_Goal 1_. In the Hiraga 30W thread, what did the wooden front cost?
_Goal 2_. List every crossover component that the Hiraga 30W thread names.
_Goal 3_. Resume the Hiraga 30W thread after its final post.
Begin Page text
# Hiraga 30W



## SagenS (Nov 30, 2014)

Hi

Here is my Hiraga 30w amp.
600VA, 600.000mF, softstart, speakerprotection.












Frank


----------



## ajinfla (May 10, 2009)

Very nice clean layout there Frank. Any system pics?

cheers


----------



## NBPk402 (Feb 21, 2012)

Very nice! How hard was it to make? How expensive?


----------



## SagenS (Nov 30, 2014)

Hi, here is my system.

Homade speakers with Scanspeak 6600, Seas Excel 18/26. Mundorf silver/gold cables. Extern crossover with Jantzen Superior, Mundorf silver/gold/oil, dynabel inductors, Mundorf M-resist and Pathaudio.
Thorhauge tube preamp wirh 802s tubes.
Marantz SA15 with Superclock 4 / powersupply.

The build was a 100 days prosject, 50 hours maby.
The cost was around 1200 USD. Plus the woodfront for 350 USD.
End Page text
Begin Dataset entries
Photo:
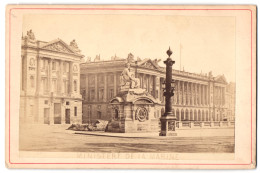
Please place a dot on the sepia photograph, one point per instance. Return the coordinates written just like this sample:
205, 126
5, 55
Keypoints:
130, 84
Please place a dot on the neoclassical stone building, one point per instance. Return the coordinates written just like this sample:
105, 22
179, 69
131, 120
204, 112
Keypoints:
198, 97
50, 81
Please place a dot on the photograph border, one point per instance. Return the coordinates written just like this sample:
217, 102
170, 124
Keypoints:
121, 8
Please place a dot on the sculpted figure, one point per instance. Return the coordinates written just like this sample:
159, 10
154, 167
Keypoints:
30, 35
128, 77
74, 44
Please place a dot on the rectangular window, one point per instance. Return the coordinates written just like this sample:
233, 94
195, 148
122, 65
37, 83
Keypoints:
75, 111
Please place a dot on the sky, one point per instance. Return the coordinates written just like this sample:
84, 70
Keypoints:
199, 43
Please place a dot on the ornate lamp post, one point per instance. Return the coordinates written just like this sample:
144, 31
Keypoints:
168, 119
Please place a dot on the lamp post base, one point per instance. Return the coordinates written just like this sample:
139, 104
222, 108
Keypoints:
168, 126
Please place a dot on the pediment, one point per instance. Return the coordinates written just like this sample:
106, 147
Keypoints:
59, 46
148, 64
221, 79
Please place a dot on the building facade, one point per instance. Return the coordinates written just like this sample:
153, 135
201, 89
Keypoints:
50, 81
198, 97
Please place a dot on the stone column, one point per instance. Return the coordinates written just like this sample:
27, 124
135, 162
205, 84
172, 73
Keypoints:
199, 86
179, 92
38, 83
149, 82
154, 85
96, 87
49, 77
115, 87
61, 89
206, 93
70, 78
202, 94
224, 99
63, 118
183, 95
86, 88
191, 94
144, 82
105, 87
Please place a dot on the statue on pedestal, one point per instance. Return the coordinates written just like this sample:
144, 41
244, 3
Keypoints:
127, 78
30, 35
74, 44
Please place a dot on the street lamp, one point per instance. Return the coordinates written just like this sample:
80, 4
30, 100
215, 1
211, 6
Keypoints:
168, 119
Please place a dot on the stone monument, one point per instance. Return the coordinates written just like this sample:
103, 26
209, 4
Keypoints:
133, 109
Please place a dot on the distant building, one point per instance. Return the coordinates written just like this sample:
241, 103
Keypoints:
50, 80
231, 100
198, 97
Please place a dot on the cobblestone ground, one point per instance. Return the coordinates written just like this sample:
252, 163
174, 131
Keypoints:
56, 138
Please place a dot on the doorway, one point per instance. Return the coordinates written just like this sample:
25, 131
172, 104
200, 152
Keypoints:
46, 116
67, 116
57, 113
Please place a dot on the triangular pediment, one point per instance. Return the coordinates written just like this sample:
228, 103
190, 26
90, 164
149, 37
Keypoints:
59, 46
221, 79
148, 64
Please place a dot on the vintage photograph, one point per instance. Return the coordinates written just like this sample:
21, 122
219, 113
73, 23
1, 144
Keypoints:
103, 82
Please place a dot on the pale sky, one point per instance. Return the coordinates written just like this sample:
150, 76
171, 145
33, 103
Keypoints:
208, 43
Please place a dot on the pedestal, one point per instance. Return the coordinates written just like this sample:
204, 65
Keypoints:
168, 126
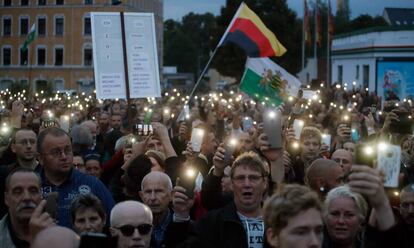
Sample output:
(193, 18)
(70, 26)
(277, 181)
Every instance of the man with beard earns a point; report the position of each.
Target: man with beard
(309, 148)
(23, 145)
(24, 200)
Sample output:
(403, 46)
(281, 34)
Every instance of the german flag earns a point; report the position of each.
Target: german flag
(248, 31)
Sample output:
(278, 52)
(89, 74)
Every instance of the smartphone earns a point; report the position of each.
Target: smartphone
(297, 127)
(326, 139)
(48, 123)
(247, 123)
(355, 133)
(230, 147)
(187, 180)
(365, 154)
(404, 125)
(97, 240)
(388, 161)
(140, 130)
(197, 136)
(346, 119)
(272, 126)
(293, 148)
(51, 204)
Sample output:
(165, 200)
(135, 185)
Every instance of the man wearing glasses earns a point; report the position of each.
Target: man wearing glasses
(58, 174)
(131, 223)
(239, 224)
(23, 145)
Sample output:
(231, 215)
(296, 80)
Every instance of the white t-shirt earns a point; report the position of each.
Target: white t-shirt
(254, 228)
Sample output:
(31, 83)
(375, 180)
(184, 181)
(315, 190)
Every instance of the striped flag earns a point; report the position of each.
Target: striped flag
(30, 37)
(264, 80)
(248, 31)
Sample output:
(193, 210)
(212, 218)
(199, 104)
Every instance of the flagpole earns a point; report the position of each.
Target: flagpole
(201, 75)
(328, 46)
(315, 31)
(303, 36)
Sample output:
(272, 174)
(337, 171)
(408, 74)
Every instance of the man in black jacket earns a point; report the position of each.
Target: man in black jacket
(239, 224)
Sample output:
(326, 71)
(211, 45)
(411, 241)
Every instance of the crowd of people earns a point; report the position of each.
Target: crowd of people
(76, 171)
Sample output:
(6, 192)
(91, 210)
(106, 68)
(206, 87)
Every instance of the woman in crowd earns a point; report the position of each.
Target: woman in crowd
(88, 214)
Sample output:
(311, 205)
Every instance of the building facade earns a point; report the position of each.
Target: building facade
(379, 59)
(60, 57)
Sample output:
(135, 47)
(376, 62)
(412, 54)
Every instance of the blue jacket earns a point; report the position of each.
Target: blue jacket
(77, 183)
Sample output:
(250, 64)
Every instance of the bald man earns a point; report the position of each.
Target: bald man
(171, 226)
(323, 175)
(56, 236)
(343, 158)
(131, 222)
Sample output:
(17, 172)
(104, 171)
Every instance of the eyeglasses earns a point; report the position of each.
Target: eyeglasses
(56, 152)
(128, 230)
(26, 142)
(251, 178)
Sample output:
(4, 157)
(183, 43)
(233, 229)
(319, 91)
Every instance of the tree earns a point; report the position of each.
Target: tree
(187, 43)
(277, 17)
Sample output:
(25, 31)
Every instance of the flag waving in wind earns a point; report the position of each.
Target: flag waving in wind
(264, 80)
(30, 37)
(248, 31)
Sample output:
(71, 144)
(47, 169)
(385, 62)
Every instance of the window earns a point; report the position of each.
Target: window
(87, 56)
(357, 72)
(365, 76)
(87, 26)
(24, 26)
(340, 73)
(7, 26)
(24, 56)
(41, 56)
(58, 56)
(59, 26)
(6, 56)
(41, 85)
(6, 84)
(41, 26)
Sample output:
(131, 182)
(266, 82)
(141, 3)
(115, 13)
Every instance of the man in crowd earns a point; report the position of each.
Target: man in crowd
(24, 146)
(239, 224)
(170, 227)
(309, 148)
(58, 174)
(24, 200)
(323, 175)
(131, 223)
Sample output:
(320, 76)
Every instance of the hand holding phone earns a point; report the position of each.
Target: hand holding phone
(388, 161)
(247, 123)
(197, 136)
(230, 147)
(365, 154)
(272, 126)
(187, 181)
(297, 127)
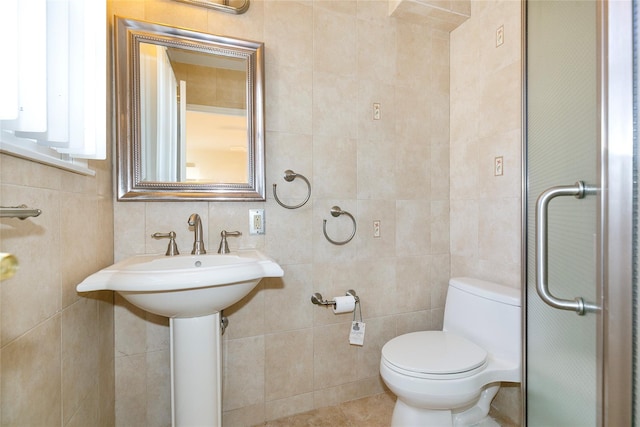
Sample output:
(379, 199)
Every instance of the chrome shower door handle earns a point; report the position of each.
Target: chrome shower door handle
(579, 190)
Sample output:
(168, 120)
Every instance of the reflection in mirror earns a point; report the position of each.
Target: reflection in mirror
(190, 107)
(194, 116)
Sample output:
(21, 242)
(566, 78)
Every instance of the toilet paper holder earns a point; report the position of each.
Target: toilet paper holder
(318, 300)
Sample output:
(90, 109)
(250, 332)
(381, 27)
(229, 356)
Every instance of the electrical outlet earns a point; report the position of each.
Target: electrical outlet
(256, 221)
(376, 228)
(498, 166)
(500, 36)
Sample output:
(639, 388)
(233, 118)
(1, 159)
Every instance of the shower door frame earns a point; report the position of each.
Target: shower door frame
(615, 334)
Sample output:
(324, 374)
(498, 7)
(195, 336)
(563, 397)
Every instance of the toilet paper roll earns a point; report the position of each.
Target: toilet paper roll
(344, 304)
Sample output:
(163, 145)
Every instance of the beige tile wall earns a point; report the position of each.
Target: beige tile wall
(56, 347)
(327, 62)
(486, 123)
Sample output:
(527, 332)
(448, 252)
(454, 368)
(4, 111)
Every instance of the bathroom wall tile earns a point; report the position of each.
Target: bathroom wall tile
(158, 388)
(292, 292)
(379, 330)
(372, 91)
(371, 49)
(497, 91)
(376, 169)
(506, 145)
(376, 286)
(78, 212)
(295, 225)
(413, 322)
(130, 390)
(33, 294)
(439, 168)
(334, 361)
(288, 361)
(334, 111)
(130, 328)
(181, 15)
(413, 55)
(129, 228)
(411, 215)
(244, 372)
(335, 163)
(413, 112)
(337, 52)
(464, 170)
(280, 408)
(288, 33)
(232, 217)
(370, 247)
(440, 234)
(413, 170)
(30, 373)
(248, 416)
(413, 283)
(80, 359)
(464, 227)
(88, 413)
(496, 221)
(251, 26)
(289, 97)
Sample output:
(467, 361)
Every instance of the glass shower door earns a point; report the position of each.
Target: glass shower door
(562, 237)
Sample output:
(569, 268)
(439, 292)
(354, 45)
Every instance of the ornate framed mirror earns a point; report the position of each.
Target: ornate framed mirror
(190, 114)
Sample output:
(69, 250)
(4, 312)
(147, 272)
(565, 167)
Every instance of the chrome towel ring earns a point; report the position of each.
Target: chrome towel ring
(289, 176)
(336, 212)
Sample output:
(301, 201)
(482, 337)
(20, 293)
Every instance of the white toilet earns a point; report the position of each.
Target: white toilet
(449, 377)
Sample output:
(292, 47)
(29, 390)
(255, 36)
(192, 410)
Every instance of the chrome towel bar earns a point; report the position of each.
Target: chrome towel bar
(21, 212)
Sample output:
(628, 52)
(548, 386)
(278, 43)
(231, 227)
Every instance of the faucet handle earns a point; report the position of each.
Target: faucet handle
(172, 249)
(224, 246)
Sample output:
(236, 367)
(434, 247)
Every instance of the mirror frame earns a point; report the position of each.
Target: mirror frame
(129, 33)
(211, 4)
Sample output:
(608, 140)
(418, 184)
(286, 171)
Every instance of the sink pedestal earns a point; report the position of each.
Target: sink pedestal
(196, 371)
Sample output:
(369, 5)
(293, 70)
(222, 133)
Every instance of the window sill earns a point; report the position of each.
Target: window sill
(48, 157)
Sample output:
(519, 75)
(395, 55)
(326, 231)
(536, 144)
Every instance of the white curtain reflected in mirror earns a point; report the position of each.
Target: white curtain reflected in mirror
(194, 116)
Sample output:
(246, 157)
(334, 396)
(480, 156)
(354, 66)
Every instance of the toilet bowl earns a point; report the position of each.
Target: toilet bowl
(449, 377)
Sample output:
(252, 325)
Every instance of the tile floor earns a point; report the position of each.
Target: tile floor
(373, 411)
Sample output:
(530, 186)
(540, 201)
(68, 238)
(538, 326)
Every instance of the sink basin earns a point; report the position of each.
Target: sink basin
(184, 285)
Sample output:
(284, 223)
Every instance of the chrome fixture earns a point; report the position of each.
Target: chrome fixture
(289, 176)
(172, 249)
(198, 245)
(579, 190)
(224, 246)
(21, 212)
(336, 212)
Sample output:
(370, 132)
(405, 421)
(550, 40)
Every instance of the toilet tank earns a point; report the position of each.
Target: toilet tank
(486, 313)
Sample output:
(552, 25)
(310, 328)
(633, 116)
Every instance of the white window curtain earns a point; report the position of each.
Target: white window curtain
(53, 77)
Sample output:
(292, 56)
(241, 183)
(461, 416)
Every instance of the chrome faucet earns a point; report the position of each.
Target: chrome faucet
(198, 245)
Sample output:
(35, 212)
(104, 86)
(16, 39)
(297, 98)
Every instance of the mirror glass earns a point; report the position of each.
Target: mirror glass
(191, 114)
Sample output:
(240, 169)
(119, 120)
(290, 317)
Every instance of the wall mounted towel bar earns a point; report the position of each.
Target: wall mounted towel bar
(21, 212)
(289, 176)
(336, 212)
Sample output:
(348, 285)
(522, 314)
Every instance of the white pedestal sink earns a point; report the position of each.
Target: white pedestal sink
(191, 290)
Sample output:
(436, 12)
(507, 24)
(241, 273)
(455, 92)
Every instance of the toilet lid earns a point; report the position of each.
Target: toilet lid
(434, 352)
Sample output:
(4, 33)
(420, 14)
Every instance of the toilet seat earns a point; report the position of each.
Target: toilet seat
(434, 355)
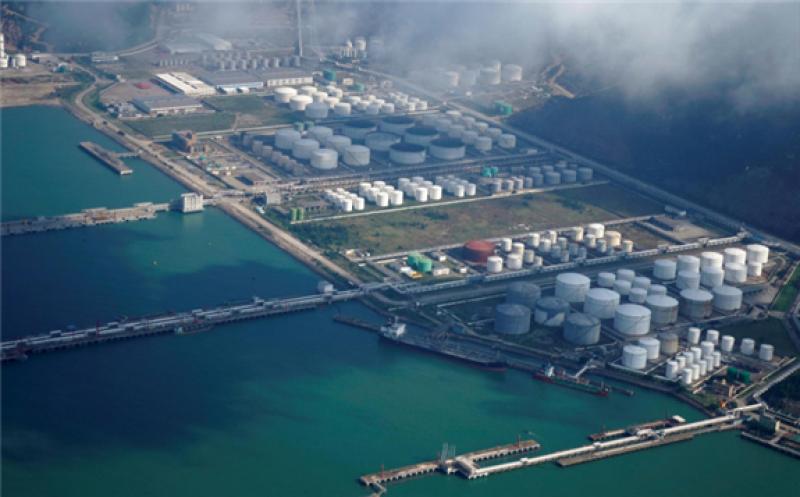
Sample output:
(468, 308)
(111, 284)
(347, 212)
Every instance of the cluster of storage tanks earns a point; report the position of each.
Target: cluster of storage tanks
(319, 103)
(576, 243)
(542, 176)
(702, 358)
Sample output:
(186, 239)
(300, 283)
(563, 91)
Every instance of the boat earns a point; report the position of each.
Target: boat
(395, 331)
(550, 374)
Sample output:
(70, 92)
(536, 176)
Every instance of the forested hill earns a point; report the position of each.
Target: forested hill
(745, 164)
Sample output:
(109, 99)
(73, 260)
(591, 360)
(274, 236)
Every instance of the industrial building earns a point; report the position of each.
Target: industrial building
(167, 104)
(185, 83)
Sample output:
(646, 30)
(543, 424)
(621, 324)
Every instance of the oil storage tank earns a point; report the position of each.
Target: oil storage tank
(420, 135)
(663, 308)
(551, 311)
(448, 148)
(572, 287)
(523, 293)
(407, 153)
(632, 319)
(696, 303)
(512, 319)
(634, 357)
(601, 303)
(582, 329)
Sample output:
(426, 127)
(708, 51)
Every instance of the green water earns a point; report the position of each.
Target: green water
(45, 172)
(291, 406)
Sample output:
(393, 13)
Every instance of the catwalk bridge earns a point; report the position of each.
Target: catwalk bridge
(184, 322)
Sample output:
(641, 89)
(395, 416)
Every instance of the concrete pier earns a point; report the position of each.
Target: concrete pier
(87, 217)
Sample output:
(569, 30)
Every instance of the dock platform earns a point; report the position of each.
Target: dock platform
(111, 159)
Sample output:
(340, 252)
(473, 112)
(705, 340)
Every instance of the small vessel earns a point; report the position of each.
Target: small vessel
(549, 374)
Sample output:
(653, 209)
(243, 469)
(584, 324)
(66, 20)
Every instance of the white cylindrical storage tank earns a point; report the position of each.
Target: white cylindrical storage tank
(714, 259)
(686, 376)
(606, 279)
(325, 158)
(727, 298)
(447, 148)
(356, 155)
(572, 287)
(320, 133)
(757, 253)
(688, 263)
(622, 287)
(338, 143)
(284, 94)
(634, 357)
(342, 109)
(396, 198)
(507, 140)
(706, 349)
(696, 303)
(483, 144)
(652, 346)
(711, 276)
(582, 329)
(672, 370)
(754, 269)
(512, 319)
(735, 273)
(642, 282)
(734, 254)
(300, 102)
(551, 311)
(302, 148)
(688, 280)
(637, 295)
(665, 269)
(494, 263)
(727, 343)
(601, 303)
(285, 138)
(632, 319)
(514, 261)
(664, 309)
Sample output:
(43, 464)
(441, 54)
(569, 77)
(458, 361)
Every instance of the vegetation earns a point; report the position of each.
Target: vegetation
End Dataset entries
_Final result 1_. 350 USD.

_Final result 2_. Jantzen Superior, Mundorf silver/gold/oil, dynabel inductors, Mundorf M-resist, and Pathaudio.

_Final result 3_.
----------



## ajinfla (May 10, 2009)

Very nice Frank. Sealed bass?


----------



## SagenS (Nov 30, 2014)

Hi, yes the bass is sealed with a aqoustic-valve at the back. Smal one from Scanspeak.

Speaker is build off 2+16mm MDF.
21 litre camber inn bottom, filled with sand.
Tweeter has a papertube( 100mm with 10mm walls ) going fron front to back.
Midtbass har a aluminiumtube ( 180mm with 5mm walls ) going from front to back.
The rest airspace 
is for the bass ( 54 litre ).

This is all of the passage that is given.